### Textauszug
==================================================
Josefine ist ein klein bißchen pummelig und ernst. Wenn sie ihre runde Brille abnimmt, nicht oft, und lächelt, dann sieht sie sehr schalkhaft aus. Sie ist zwölf. Wenn die anderen in ihrer Klasse von fernen Ländern träumen oder Brote aus dem Alupapier wickeln, rümpft sie die Nase. Tausende Liter Kerosin in die Atmosphäre blasen, nur wegen zwei Wochen Urlaub? Warum nehmen die denn keine Butterbrotdosen?

Josefine weiß Bescheid. Sie kennt die Gefahren für die Umwelt. Kerosin frißt Löcher in die Ozonschicht, und was ist mit den Müllbergen? Auch wenn die andern sie komisch angucken, Josefine muß was tun. Seit einem halben Jahr ist sie Mitglied in einem Berliner Greenteam, der Nachwuchsorganisation von Greenpeace. Mehr als 1.500 solcher Gruppen existieren in Deutschland, vor allem im Osten haben sie Konjunktur, allein 1993 entstanden dort mehr als 400 Teams.
==================================================
### Dateneinträge
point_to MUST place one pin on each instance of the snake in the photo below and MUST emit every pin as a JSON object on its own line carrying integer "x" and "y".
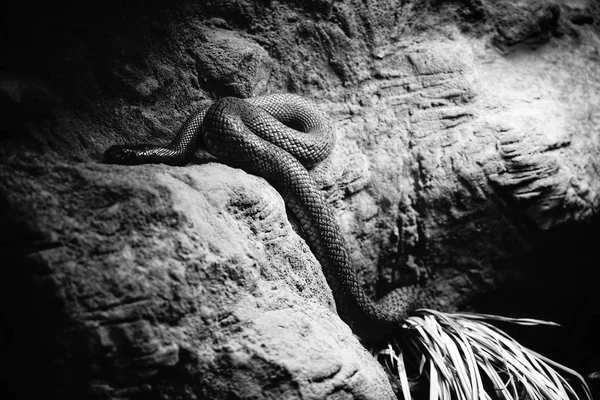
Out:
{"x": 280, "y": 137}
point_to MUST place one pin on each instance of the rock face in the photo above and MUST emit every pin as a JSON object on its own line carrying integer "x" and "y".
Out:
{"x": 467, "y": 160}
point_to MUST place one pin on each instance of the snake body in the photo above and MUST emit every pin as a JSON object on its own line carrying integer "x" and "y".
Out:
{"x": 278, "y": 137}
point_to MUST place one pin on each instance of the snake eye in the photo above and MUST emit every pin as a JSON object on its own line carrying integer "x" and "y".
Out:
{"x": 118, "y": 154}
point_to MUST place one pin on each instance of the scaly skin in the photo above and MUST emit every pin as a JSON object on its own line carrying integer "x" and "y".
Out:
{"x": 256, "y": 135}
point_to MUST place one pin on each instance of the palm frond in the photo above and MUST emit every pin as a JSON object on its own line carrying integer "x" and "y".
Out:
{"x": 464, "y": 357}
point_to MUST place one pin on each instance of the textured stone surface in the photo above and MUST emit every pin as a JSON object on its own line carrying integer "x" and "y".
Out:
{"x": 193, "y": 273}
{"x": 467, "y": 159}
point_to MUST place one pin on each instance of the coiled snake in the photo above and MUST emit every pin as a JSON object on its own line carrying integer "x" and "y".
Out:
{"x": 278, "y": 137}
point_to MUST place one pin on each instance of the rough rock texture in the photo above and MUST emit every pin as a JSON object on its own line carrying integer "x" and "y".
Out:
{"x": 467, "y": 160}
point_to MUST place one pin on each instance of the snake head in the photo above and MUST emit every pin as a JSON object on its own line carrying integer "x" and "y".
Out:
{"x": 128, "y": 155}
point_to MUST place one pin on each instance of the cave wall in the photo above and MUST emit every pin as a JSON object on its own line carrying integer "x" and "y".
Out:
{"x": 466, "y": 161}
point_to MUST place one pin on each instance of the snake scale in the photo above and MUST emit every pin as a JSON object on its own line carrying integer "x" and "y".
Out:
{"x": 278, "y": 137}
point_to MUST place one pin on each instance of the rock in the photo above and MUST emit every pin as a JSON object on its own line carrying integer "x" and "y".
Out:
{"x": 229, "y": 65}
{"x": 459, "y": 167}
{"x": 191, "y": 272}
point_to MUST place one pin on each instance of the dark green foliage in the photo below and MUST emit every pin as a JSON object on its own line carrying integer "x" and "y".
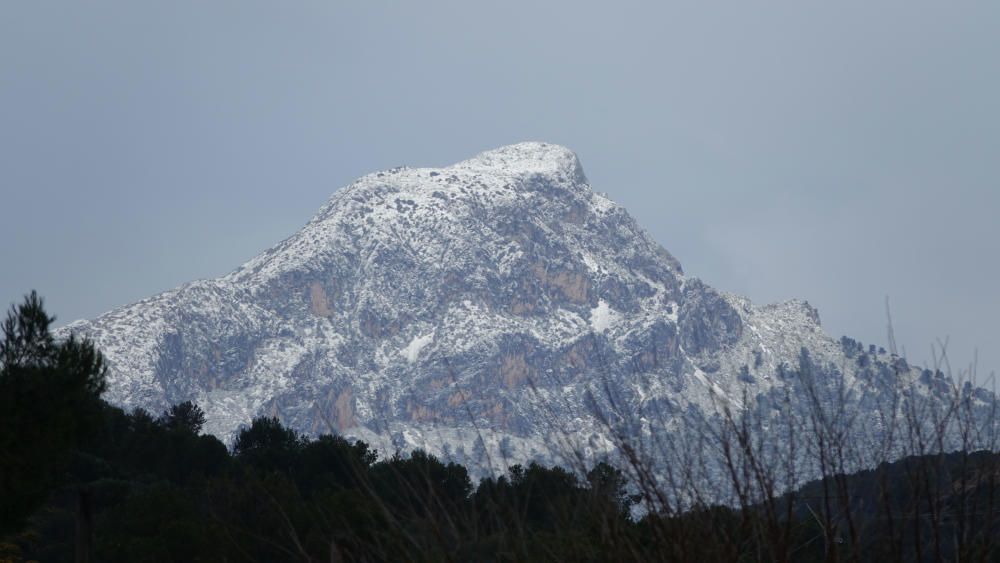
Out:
==================================================
### Aufgaben zum Bearbeiten
**A)** Fass den Absatz im Textauszug über Josefine, der mit „Josefine weiß Bescheid“ anfängt, als kurze Stichpunktliste zusammen.
**B)** Führe den Textauszug über Josefine nach seinem letzten Satz fort.
Das Material steht für sich und gehört nicht zum Textauszug über Josefine.

### Lösungen der Aufgaben
**A)**
- Josefine kennt die Gefahren für die Umwelt, etwa Löcher in der Ozonschicht durch Kerosin und die Müllberge.
- Sie will etwas tun, auch wenn die anderen sie komisch angucken.
- Seit einem halben Jahr ist sie Mitglied in einem Berliner Greenteam, der Nachwuchsorganisation von Greenpeace.
- In Deutschland gibt es mehr als 1.500 solcher Gruppen.
- Vor allem im Osten haben sie Konjunktur: Allein 1993 entstanden dort mehr als 400 Teams.

**B)**
Sie nennen sich „Abgas-Affen“, „Ökobesen“ oder „Die toten Dosen“. Die Gruppen haben zwischen fünf und 35 Mitglieder – in der Mehrzahl Mädchen. Erwachsene werden bestenfalls als Berater gebraucht oder als Chauffeure, wenn eine Gruppe zur Demo will. Wie am Samstag in Hannover bei der Anti-Atomdemo. Dafür hat Josefine sogar den Friseurtermin sausen lassen. Sie sind mit einem Trecker durch die Stadt gefahren, Umweltschutz kann lustig sein.

Außerdem entstehen neue Freundschaften. Als Josefine und Isabella am Montag zum wöchentlichen Gruppennachmittag ins Greenpeace-Büro kamen, lag schon ein Brief von den Mädchen aus Hannover auf dem Tisch. Die sind auch in einem Greenteam. Sie werden sich über ihre Aktionen auf dem laufenden halten. In den Sommerferien treffen sie sich in der Nähe von Düsseldorf zu einem Greenteam-Camp rund um das Thema „Wald“.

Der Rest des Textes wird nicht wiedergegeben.